_Requirements_
a - In the knife questionnaire, what knife will the culinary school give the writer?
b - Please find every line in the records that contains the string "post" and copy each one out.

[BEGIN Supplied text]

Unfortunately for me, I'm currently positioned in Argentina and no stores that sell these knives let you try them.

- Do you want Western or Japanese style?
Most probably Japanese but I'm open to a good western. My culinary school will give me a Zwilling Western Knife (I think Diplome line).
- How well developed are your knife skills, including the use of sharpening stones?
Knife skills are excelent for a home cook, but I still have a long way to learn. Sharpening is very basic and will want to get into this soon (he's bringing a few KING stones)
- What sort of grip do you use?
Not sure the name, my index finger usually wraps around the blade while my thumb is holding the blade on the opposite side
- What will be the knife's primary job?
All day/Workhorse knife. For culinary school and full time kitchen job.
- What sort of metal do you want the blade made from?
The steel part/decision is what troubles me. I can't seem to decide which one would be the best for me. I wouldn't mind it being reactive but I guess I'd have to take a lot of care and it wouldn't be the best for the use I'll give it. 
- What material do you want the handle made from?
I dont mind
- Where do you want the balance point to be?
Centered
- What type of bevel do you want?
Double edged, I'm guessing 50/50? I'm right handed so 70/30 can work too but I guess could be harder to sharpen?

[END Supplied text]
[BEGIN Entries provided]

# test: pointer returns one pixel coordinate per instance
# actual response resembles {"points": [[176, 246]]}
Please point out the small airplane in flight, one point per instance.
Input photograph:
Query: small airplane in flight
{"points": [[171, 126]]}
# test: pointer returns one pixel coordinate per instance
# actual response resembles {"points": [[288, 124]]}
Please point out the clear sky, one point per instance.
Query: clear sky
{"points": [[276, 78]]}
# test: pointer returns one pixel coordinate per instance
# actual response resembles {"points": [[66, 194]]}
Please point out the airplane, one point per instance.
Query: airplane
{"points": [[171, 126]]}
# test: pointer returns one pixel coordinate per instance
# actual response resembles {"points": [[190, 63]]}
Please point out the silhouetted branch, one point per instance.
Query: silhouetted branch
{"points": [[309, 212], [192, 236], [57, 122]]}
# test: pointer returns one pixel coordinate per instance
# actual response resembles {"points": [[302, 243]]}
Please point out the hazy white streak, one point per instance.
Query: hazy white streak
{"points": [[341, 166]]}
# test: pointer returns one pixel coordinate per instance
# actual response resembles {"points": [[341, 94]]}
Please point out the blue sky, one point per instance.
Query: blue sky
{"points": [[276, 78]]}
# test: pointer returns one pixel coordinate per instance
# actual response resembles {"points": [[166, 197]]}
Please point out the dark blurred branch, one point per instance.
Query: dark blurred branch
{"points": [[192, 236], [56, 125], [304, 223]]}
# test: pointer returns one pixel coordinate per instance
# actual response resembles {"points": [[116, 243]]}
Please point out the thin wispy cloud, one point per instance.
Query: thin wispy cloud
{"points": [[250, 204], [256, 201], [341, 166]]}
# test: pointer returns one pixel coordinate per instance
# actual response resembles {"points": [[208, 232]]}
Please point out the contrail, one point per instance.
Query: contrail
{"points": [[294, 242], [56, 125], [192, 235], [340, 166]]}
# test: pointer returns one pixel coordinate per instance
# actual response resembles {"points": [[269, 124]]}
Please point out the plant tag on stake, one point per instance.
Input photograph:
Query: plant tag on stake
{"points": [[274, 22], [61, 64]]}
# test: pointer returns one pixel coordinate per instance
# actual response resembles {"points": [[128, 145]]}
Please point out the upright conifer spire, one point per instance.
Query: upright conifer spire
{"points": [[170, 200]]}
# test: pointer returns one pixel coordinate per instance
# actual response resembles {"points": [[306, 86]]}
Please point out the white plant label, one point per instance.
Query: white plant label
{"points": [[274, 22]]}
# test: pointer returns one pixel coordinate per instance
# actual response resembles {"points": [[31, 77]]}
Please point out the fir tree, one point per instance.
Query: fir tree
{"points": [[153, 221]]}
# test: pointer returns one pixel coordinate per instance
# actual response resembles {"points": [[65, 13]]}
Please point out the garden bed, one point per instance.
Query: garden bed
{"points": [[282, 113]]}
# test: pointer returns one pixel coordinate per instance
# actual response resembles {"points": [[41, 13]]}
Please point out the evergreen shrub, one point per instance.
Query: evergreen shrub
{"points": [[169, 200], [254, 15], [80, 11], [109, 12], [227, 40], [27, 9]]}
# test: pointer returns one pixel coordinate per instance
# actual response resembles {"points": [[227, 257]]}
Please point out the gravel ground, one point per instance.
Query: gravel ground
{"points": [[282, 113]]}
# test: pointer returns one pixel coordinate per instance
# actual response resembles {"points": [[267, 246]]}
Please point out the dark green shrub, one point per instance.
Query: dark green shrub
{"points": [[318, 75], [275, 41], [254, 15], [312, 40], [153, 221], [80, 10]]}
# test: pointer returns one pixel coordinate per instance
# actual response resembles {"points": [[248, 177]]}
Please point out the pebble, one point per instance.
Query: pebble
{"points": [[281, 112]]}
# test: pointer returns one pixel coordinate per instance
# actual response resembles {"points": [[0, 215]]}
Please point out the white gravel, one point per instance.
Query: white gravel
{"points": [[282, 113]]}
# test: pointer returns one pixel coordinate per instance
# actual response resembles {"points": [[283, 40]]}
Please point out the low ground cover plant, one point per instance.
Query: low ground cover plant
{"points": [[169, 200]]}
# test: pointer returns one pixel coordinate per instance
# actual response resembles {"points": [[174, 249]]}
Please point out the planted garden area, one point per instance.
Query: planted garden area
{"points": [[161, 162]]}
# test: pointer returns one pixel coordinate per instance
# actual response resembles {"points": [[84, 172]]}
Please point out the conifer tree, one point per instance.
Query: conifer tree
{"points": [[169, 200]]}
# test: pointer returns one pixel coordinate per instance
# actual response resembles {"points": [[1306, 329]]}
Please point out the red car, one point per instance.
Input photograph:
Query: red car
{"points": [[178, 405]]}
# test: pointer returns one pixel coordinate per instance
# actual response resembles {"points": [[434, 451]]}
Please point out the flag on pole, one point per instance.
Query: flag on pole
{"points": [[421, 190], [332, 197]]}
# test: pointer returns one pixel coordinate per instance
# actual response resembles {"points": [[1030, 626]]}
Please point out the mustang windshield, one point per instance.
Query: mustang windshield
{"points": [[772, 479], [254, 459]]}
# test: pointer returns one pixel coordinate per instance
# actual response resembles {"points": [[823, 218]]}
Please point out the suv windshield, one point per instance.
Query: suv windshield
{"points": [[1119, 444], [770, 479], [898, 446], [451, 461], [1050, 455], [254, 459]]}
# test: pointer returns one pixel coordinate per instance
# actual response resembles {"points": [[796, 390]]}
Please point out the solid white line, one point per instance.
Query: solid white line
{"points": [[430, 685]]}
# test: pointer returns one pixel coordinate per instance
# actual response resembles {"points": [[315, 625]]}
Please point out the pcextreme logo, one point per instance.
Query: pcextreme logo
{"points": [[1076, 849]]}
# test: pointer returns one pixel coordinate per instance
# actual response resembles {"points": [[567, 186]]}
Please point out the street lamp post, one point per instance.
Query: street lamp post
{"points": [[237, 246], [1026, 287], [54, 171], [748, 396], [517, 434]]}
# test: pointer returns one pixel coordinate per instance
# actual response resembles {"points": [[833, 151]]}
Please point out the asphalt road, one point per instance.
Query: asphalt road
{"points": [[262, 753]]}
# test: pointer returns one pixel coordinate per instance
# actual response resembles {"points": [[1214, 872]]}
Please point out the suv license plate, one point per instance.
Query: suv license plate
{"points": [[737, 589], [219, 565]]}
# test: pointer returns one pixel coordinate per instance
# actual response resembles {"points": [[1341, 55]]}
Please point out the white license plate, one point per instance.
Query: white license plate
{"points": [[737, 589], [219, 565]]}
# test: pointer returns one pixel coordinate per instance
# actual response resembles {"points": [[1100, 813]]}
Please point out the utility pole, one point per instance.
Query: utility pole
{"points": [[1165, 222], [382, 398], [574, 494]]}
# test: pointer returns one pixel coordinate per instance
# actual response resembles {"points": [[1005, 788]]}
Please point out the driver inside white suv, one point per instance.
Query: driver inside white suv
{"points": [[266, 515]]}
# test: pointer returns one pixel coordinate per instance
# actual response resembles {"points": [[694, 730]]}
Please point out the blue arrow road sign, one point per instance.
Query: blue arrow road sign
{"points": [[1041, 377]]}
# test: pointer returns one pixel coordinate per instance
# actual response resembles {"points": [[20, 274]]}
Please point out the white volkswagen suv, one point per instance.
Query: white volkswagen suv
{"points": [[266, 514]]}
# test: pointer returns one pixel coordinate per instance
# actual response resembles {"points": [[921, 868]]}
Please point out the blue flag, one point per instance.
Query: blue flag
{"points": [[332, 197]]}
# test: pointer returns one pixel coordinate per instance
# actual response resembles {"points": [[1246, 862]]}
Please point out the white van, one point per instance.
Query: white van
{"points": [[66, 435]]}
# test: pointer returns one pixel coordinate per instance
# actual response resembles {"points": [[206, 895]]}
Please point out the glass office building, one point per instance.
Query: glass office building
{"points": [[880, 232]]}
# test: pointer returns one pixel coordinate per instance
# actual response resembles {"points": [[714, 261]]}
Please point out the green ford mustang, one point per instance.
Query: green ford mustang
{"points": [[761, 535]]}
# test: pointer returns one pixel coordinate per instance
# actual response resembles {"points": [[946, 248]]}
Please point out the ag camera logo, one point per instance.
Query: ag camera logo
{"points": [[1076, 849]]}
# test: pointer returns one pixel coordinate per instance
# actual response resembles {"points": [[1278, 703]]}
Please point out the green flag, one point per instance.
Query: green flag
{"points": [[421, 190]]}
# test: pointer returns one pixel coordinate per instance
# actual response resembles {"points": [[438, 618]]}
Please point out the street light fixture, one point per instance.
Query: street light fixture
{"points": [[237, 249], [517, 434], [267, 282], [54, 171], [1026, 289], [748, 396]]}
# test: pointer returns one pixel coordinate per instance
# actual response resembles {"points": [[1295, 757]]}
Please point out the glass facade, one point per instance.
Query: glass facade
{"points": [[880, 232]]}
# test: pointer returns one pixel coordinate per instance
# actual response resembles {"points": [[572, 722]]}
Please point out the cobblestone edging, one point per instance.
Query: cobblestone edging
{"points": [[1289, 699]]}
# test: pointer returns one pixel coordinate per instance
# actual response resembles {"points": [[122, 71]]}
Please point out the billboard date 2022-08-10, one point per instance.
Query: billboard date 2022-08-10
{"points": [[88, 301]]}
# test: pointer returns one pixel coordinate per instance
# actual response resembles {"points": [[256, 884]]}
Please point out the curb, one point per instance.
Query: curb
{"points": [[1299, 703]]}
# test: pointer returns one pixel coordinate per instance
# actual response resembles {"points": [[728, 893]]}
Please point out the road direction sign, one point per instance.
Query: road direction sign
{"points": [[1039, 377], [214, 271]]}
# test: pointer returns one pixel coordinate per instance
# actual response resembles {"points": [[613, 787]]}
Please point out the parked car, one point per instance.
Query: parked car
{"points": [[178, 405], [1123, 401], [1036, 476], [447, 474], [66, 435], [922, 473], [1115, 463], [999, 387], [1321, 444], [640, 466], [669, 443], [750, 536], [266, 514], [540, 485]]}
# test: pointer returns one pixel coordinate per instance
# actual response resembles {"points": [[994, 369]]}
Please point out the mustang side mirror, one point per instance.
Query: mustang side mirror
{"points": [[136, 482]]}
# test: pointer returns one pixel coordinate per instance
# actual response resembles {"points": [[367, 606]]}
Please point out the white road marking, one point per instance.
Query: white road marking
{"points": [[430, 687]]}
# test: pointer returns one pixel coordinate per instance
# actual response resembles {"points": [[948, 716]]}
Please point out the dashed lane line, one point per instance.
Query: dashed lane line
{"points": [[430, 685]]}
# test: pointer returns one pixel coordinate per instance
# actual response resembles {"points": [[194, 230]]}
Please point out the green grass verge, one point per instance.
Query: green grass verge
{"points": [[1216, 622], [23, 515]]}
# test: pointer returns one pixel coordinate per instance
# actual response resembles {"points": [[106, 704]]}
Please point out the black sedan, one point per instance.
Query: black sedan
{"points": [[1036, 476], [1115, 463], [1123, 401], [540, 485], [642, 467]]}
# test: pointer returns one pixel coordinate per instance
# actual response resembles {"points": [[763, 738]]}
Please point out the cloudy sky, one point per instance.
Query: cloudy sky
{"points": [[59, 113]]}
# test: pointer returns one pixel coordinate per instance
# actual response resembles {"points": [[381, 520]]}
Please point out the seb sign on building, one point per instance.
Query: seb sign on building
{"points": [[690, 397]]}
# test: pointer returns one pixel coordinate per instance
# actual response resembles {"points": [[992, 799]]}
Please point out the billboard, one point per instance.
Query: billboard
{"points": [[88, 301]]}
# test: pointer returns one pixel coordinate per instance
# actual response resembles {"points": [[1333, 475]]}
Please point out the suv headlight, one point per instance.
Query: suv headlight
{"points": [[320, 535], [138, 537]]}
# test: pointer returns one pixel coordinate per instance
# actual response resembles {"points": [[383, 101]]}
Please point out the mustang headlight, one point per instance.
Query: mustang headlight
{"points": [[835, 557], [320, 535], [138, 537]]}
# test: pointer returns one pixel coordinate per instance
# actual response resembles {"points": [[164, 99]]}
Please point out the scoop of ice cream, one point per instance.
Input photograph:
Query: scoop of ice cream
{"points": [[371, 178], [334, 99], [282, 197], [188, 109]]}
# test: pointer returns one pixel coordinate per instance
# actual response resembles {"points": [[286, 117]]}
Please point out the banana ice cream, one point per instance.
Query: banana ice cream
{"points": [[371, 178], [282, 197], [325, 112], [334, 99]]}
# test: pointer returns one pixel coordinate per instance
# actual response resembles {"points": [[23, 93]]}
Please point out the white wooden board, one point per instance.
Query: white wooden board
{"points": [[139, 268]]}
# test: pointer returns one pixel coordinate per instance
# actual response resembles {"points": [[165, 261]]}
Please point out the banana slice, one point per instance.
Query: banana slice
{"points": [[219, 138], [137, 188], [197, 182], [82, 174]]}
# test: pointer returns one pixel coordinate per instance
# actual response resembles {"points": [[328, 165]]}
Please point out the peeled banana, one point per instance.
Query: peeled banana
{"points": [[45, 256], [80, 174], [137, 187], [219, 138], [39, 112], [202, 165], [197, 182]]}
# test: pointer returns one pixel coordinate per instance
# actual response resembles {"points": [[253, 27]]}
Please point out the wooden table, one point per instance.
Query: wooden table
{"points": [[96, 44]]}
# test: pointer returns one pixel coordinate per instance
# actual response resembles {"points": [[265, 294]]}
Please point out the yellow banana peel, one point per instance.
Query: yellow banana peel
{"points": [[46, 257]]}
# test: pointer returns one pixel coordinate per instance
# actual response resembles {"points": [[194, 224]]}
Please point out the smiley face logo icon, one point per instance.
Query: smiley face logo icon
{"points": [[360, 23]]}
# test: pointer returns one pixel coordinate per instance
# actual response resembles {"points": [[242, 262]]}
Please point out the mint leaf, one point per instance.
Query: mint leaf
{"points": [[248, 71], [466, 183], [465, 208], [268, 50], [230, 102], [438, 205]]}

[END Entries provided]

_Worked solutions_
a - A Zwilling Western knife, which the writer thinks is from the Diplome line.

b -
Please point out the street lamp post, one point per instance.
Query: street lamp post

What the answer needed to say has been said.